**What you are asked to do:** Return every line of the material below that contains the string "with", treating uppercase and lowercase as different.

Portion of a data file
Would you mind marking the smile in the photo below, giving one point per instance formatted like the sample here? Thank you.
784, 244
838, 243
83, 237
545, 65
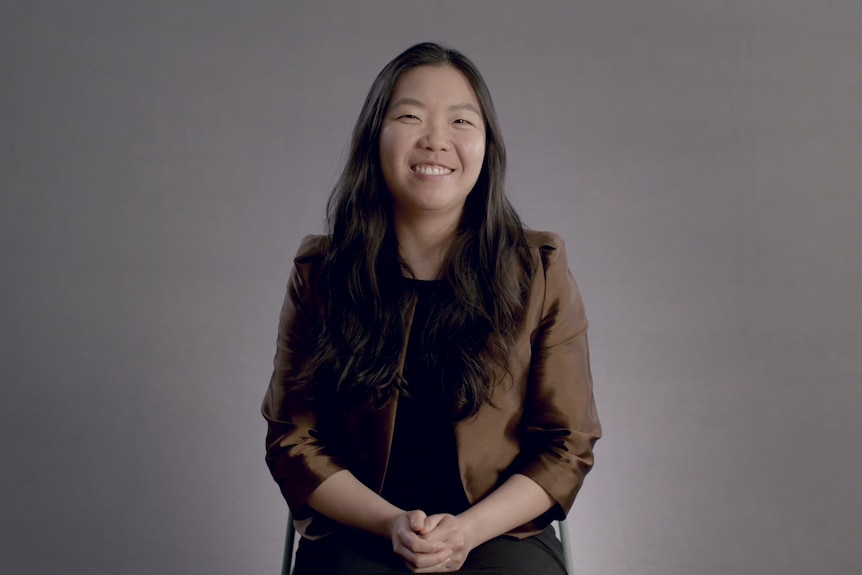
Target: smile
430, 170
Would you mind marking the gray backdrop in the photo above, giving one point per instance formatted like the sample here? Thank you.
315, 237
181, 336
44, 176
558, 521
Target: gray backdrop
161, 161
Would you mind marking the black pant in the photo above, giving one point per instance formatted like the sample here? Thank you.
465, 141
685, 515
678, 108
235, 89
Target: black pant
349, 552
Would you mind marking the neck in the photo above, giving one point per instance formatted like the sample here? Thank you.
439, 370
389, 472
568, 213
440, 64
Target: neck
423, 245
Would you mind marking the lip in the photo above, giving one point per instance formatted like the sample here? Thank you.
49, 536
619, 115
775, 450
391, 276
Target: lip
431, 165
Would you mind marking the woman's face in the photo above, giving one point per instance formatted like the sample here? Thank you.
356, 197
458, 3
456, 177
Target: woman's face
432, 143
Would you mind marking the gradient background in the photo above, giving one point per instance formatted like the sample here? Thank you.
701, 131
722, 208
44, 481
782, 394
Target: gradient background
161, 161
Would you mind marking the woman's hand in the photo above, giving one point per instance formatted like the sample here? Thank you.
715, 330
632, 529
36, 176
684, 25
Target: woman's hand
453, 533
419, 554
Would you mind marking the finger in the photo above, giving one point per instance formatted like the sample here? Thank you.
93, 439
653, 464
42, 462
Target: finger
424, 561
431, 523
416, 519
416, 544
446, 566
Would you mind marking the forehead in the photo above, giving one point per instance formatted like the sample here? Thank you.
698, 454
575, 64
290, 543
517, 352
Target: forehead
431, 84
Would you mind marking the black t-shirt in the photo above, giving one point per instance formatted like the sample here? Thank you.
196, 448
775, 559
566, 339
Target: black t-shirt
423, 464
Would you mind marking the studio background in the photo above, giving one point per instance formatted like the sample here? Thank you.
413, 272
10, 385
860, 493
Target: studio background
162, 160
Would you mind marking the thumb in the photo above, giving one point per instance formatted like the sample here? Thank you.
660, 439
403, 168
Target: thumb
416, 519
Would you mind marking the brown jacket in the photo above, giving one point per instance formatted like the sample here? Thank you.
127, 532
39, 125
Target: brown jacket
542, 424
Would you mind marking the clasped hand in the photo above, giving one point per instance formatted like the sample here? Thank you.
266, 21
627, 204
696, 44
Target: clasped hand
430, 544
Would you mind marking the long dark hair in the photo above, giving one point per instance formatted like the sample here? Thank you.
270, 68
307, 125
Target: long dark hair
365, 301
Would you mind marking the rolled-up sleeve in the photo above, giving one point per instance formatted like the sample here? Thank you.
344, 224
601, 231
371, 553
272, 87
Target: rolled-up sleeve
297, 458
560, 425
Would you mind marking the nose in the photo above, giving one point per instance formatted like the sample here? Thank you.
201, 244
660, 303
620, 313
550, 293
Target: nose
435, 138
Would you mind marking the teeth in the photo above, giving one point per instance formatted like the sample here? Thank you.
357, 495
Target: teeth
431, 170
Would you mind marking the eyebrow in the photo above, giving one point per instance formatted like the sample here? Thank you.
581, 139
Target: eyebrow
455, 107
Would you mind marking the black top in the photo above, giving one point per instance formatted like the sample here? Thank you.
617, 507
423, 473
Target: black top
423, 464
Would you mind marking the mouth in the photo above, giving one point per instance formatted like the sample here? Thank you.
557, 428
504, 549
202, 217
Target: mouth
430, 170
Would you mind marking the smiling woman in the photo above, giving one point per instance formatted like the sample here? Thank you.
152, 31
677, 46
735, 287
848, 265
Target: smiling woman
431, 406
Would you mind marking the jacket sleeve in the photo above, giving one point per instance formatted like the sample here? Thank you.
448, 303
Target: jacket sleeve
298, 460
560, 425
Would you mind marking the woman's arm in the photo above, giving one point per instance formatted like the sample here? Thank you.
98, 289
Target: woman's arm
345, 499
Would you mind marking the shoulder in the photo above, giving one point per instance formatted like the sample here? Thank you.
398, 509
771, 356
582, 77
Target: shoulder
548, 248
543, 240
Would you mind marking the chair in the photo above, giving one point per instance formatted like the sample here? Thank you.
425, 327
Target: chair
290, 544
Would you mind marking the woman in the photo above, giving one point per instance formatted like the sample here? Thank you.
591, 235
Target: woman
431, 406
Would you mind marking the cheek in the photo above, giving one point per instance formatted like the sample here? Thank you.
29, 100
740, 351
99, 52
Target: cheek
---
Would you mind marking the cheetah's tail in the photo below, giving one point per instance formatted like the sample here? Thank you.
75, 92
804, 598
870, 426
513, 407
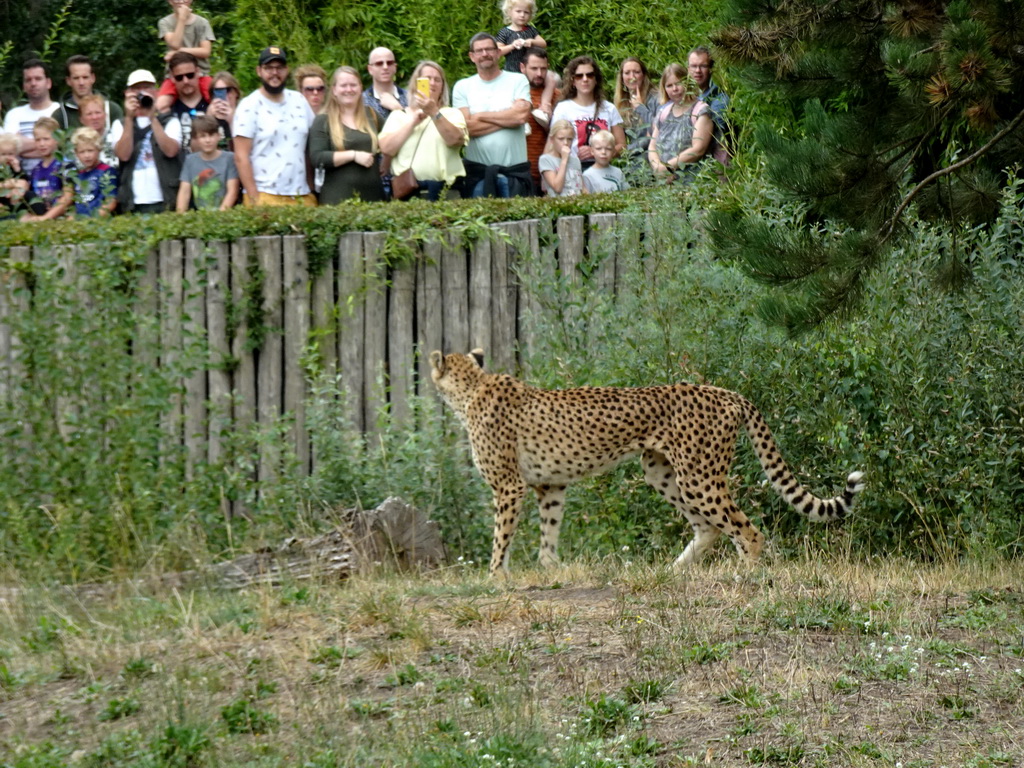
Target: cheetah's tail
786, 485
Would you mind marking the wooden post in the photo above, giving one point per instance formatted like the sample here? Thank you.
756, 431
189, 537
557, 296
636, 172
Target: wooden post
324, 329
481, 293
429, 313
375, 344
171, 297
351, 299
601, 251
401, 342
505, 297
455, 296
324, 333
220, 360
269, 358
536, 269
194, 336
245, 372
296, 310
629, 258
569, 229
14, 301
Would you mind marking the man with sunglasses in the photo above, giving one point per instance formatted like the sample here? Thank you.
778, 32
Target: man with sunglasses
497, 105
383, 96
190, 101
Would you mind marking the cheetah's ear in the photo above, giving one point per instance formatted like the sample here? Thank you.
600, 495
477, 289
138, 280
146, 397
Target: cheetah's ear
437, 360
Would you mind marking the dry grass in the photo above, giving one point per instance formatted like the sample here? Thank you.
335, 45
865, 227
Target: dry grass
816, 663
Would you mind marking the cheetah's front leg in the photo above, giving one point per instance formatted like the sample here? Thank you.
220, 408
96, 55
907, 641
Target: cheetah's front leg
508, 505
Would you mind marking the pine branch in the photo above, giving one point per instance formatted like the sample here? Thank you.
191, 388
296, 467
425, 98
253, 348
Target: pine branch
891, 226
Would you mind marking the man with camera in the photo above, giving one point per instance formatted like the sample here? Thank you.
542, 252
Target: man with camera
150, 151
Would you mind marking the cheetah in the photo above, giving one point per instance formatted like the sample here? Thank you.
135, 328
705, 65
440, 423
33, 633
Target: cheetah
* * *
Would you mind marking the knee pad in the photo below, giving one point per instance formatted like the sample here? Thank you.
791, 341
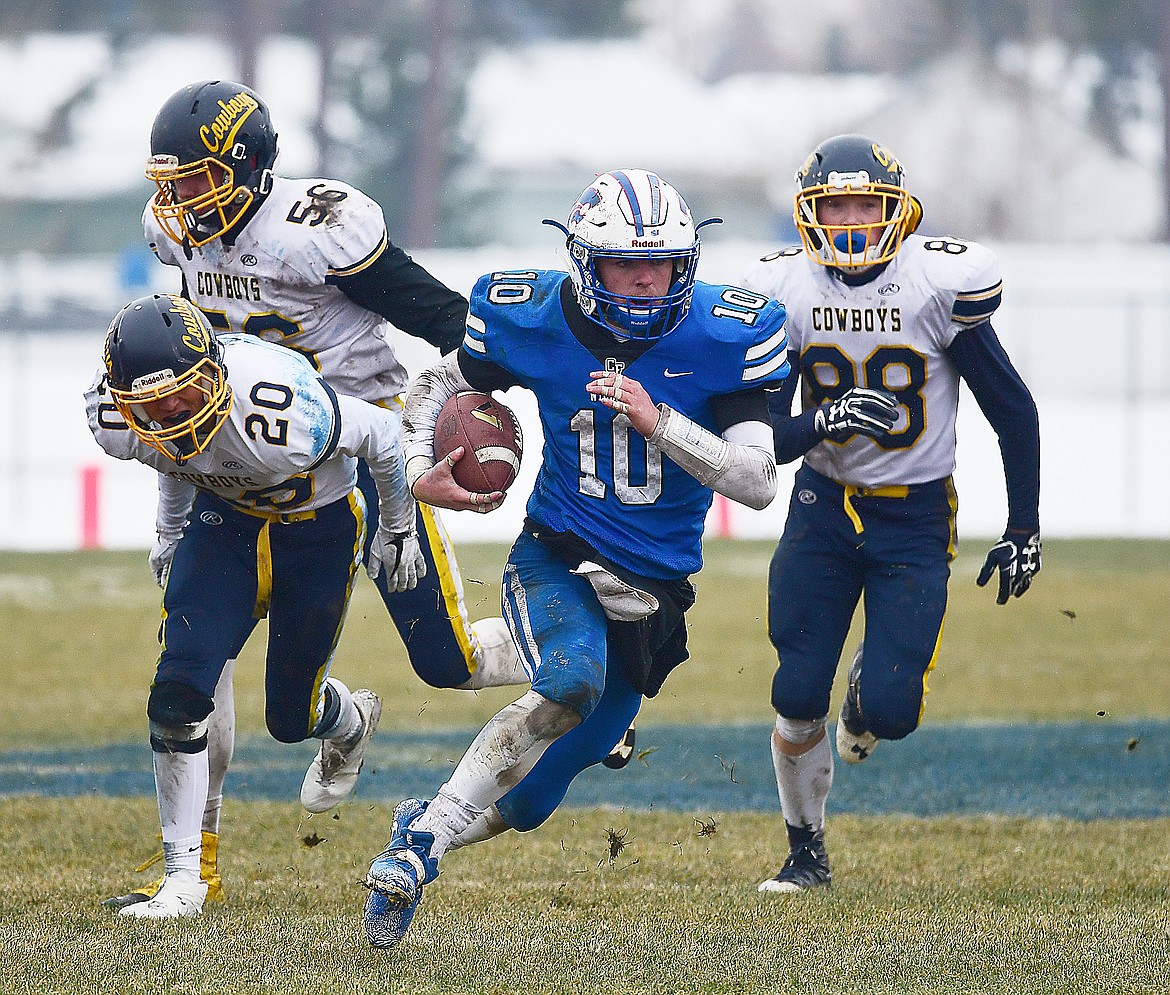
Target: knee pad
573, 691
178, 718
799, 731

**Solution:**
Would you mind marking the man with sunglasses in the photo above, giving one point per instance formatted like the sample here? Thank you.
Target: man with sunglasses
Would you mind marking the man with camera in the photo above, giving one point per instance formatted like the sample here? Thank you.
Target: man with camera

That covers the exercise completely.